*GIVEN EXERCISE A*
Please reproduce the stretch of the Poe apps review from "My only complaint" through "same hyper-sexed treatment.", keeping every word and punctuation mark as it appears.
*GIVEN EXERCISE B*
Give only the number of lines in the records that contain the string "yellow", counting case as significant.

>> begin QUOTED PASSAGE

There are three apps of Poe stories from iClassics. I read them all on my iPad. This was an even better experience than the comic stories because animations and interactivity brought out the visual beauty of the stories with a full orchestra and rich color. Much of the animation is triggered by interactivity which gave the stories an exciting feeling of suspense you wouldn’t get from even page turning. In fact, the apps were kind of really scary. Stories were interspersed with poems.
iClassics also had a great feature where you could scan through the pages at any time to see how much more reading was ahead. You could flip through them and go backwards to find parts of the story behind you.
My only complaint with these beautifully created experiences is the overly fetishistic cartoon boobs on all the Gothic gals. Firstly, kids are reading these. Secondly, it indicated these apps were created by a bunch of immature boys considering none of the men in the stories got the same hyper-sexed treatment.

>> end QUOTED PASSAGE
>> begin MATERIAL PROVIDED

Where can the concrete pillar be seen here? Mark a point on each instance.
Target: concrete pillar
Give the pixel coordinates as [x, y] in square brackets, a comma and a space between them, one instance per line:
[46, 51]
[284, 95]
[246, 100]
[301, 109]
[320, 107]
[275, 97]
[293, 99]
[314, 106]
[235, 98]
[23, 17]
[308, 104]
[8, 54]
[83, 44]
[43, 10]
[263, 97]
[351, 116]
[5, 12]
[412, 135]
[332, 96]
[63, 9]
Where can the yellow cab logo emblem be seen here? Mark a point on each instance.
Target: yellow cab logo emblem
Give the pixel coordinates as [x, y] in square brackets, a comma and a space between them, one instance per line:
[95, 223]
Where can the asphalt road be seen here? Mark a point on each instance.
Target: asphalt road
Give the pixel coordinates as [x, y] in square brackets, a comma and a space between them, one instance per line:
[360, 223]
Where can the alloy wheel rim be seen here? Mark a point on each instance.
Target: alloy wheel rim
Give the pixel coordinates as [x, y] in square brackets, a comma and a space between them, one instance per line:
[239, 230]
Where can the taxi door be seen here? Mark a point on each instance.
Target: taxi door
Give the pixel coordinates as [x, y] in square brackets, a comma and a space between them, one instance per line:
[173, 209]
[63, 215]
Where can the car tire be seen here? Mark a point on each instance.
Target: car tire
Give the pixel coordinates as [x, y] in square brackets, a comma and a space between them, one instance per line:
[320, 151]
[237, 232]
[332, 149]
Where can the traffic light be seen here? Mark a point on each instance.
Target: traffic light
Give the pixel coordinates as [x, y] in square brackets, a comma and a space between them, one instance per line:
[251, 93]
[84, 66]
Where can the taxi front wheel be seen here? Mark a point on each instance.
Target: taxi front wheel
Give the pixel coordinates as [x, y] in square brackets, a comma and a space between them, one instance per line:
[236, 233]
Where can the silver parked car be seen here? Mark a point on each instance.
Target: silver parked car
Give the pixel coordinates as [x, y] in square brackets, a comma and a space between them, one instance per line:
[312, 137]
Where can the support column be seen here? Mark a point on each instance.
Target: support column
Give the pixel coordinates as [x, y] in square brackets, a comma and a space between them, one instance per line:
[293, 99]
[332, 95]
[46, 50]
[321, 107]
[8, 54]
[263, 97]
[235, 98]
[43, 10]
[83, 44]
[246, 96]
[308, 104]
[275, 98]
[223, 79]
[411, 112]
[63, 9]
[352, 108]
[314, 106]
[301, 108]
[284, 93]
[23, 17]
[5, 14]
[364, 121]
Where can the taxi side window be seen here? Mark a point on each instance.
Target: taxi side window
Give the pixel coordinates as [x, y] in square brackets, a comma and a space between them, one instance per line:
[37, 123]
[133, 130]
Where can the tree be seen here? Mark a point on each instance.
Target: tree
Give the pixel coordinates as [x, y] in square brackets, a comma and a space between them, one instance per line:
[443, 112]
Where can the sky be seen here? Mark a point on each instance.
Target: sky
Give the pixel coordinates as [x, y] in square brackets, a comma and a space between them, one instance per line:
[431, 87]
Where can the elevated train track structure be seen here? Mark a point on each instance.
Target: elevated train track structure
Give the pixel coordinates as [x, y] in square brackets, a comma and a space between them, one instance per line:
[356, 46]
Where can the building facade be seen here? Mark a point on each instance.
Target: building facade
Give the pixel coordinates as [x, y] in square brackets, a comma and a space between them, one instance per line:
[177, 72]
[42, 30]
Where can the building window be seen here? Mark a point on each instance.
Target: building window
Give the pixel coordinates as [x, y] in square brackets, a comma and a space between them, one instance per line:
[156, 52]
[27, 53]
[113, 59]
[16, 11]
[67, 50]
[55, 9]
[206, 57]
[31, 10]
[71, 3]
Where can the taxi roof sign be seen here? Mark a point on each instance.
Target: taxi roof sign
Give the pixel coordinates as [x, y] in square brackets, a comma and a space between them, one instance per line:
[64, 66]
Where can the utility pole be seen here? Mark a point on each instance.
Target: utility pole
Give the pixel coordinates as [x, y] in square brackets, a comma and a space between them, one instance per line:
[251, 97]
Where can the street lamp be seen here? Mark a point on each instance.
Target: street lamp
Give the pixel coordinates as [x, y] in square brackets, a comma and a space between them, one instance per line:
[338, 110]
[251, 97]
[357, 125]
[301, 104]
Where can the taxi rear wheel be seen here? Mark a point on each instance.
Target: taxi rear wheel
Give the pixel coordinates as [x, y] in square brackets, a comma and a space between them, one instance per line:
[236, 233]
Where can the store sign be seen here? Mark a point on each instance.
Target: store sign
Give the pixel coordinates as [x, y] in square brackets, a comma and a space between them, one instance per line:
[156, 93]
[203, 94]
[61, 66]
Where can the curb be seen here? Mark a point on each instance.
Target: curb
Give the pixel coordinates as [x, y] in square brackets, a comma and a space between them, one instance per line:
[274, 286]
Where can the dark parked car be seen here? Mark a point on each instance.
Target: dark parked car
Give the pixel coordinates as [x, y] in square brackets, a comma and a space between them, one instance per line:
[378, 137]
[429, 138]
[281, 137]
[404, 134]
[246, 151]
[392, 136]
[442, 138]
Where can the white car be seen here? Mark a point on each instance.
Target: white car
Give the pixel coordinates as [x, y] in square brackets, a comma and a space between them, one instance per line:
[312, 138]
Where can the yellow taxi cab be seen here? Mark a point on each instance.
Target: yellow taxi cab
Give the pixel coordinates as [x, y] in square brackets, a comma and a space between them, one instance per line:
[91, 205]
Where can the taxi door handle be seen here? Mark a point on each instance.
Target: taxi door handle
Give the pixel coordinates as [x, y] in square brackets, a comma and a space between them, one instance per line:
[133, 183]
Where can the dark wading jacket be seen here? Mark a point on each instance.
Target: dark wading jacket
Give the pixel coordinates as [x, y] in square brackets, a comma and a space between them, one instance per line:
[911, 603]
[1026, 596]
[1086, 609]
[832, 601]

>> end MATERIAL PROVIDED

*EXERCISE SOLUTION A*
My only complaint with these beautifully created experiences is the overly fetishistic cartoon boobs on all the Gothic gals. Firstly, kids are reading these. Secondly, it indicated these apps were created by a bunch of immature boys considering none of the men in the stories got the same hyper-sexed treatment.

*EXERCISE SOLUTION B*
4